Problem statement:
Show, in full, each line of the data that contains "instance".

Source data:
********************

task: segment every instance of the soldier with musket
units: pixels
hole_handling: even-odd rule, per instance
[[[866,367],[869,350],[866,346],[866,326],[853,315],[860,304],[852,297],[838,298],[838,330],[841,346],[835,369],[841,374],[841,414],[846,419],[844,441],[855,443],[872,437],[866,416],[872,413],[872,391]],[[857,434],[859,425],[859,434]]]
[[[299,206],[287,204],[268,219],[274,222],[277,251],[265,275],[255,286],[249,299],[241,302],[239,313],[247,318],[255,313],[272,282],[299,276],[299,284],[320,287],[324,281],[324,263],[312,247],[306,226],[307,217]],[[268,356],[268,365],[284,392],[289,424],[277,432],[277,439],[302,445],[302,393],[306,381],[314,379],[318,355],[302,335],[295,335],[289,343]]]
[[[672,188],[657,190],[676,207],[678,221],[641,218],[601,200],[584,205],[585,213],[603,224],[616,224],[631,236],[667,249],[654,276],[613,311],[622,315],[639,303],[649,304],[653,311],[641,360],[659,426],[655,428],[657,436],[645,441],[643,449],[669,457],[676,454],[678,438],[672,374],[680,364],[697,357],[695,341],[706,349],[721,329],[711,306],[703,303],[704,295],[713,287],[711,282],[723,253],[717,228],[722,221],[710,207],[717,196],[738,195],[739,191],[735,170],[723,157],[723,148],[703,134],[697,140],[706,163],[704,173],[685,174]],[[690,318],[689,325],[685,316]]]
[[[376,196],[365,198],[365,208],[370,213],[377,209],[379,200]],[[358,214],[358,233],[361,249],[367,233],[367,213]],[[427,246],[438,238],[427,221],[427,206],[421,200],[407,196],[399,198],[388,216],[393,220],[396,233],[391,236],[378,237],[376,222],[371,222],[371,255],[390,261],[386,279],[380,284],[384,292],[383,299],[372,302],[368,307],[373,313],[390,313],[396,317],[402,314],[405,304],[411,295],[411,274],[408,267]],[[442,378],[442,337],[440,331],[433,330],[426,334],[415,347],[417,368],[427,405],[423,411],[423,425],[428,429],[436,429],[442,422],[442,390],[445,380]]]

********************

Result below:
task: segment every instance of the soldier with musket
hole_handling: even-odd rule, per instance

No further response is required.